_課題内容_
下の一覧のうち、「Where is each instance of the glass」を含む行から始まり「point(300, 334)」を含む行までの部分を、両端の行も含めて一字一句変えずに返してもらえますか？

(座標注釈の一覧)
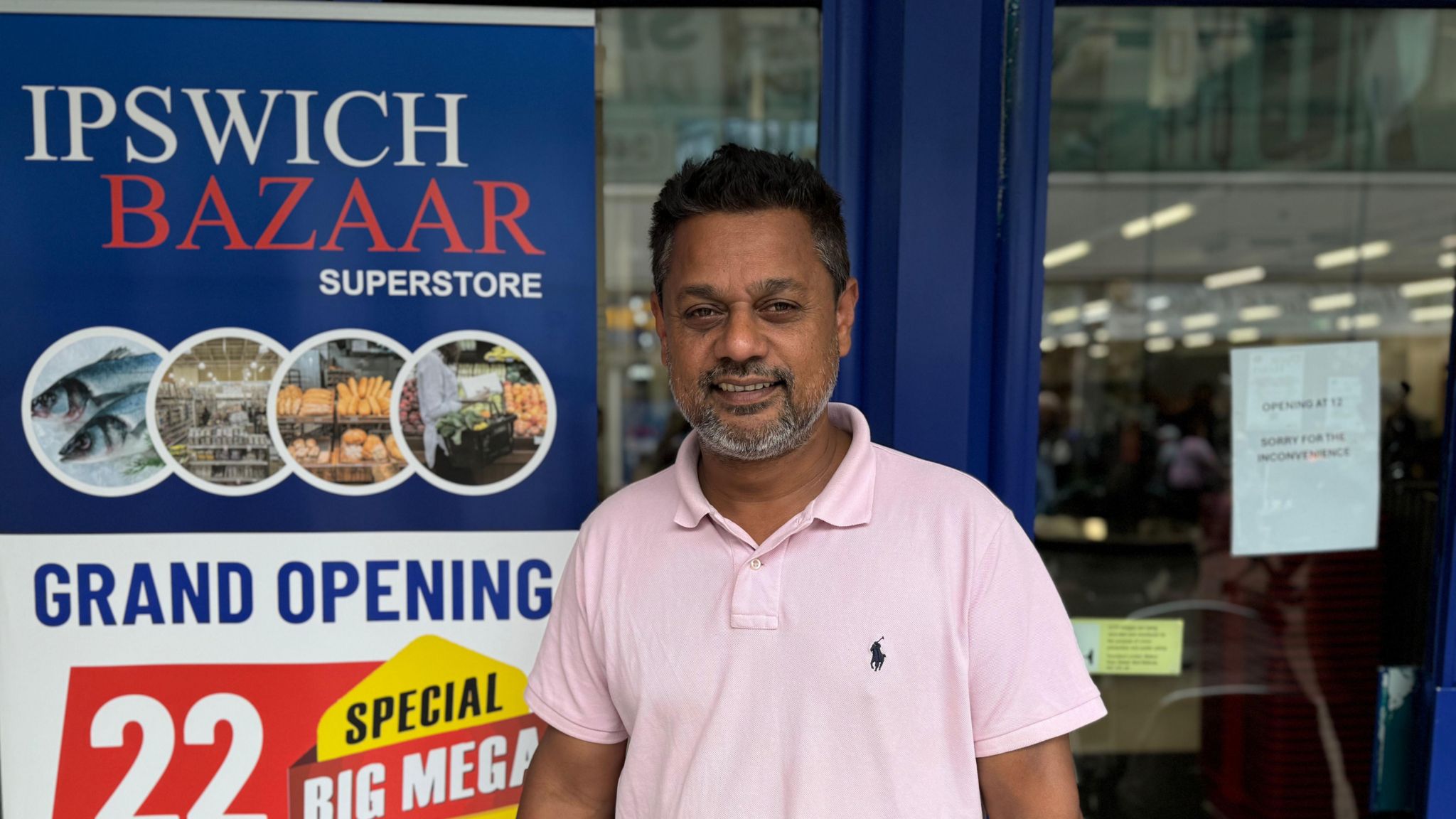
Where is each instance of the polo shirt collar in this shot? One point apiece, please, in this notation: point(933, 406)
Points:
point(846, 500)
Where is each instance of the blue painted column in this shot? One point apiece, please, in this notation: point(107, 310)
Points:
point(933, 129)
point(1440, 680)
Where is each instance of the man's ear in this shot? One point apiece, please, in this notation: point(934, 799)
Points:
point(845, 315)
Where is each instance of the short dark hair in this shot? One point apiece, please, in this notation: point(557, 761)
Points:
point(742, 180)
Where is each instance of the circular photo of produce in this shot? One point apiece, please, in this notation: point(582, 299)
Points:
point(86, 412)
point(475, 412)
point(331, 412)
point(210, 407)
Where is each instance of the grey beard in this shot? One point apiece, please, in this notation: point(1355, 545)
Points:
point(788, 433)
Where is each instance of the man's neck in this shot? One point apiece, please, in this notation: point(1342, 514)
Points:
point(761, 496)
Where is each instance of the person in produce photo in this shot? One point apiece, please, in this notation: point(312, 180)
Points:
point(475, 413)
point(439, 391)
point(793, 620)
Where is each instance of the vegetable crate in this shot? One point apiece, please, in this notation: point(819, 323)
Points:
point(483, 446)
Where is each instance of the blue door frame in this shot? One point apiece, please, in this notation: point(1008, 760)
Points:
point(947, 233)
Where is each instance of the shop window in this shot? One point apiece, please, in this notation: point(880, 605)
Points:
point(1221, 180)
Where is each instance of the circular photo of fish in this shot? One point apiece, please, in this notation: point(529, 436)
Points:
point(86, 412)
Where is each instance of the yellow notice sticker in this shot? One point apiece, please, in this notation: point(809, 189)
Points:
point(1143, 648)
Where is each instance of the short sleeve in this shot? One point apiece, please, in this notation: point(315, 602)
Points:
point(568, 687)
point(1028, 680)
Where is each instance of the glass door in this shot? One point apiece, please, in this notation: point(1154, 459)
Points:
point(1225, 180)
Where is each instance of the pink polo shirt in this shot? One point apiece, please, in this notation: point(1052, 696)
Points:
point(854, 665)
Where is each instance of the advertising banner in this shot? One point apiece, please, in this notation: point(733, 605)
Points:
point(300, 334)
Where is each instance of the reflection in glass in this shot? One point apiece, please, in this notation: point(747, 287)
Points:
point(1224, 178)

...

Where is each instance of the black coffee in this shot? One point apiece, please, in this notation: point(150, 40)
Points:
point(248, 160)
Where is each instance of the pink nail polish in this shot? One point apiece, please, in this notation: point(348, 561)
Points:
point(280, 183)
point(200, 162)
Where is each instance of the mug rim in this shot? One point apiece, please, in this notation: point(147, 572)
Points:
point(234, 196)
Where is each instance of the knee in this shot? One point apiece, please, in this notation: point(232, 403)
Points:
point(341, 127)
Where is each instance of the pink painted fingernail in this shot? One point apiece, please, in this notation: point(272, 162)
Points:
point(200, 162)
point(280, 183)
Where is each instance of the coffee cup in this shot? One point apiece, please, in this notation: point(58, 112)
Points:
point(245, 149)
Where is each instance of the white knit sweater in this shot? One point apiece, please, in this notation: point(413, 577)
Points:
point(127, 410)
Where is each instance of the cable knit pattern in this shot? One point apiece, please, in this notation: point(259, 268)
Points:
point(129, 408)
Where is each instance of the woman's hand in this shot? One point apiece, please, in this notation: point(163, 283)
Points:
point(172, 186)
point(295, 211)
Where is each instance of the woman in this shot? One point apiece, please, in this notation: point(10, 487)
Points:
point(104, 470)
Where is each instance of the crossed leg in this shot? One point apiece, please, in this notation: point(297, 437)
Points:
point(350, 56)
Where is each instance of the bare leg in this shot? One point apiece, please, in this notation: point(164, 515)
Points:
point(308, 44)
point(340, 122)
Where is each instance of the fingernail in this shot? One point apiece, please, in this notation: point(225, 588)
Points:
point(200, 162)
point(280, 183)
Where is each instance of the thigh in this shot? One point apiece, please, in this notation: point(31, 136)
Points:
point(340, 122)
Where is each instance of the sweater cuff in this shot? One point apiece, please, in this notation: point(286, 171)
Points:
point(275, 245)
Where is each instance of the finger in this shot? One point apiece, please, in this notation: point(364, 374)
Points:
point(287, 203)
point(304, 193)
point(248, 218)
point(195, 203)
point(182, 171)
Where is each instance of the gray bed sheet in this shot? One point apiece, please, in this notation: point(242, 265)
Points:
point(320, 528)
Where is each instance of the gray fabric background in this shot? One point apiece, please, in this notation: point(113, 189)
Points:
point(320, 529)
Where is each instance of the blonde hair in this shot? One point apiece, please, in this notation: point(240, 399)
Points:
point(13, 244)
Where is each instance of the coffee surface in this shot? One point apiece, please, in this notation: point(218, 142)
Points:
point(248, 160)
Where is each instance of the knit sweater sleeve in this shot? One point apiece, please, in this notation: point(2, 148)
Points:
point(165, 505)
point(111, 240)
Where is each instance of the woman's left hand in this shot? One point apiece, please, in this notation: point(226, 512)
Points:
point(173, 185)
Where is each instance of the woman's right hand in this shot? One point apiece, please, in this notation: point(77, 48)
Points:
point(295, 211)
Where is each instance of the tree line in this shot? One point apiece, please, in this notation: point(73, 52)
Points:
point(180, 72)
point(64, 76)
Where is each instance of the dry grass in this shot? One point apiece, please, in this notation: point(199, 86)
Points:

_課題の結果_
Where is each instance of the glass door in this shot? One point apiece, please, in this notation: point(1154, 459)
Points:
point(1225, 180)
Where is each instance of the pink polo shirt in this shot? One point apiece, please, in this notation: point(1052, 696)
Points:
point(854, 665)
Where is each instance of the advertising banner in this shot? One point apiece, please, in this notation: point(733, 605)
Points:
point(300, 334)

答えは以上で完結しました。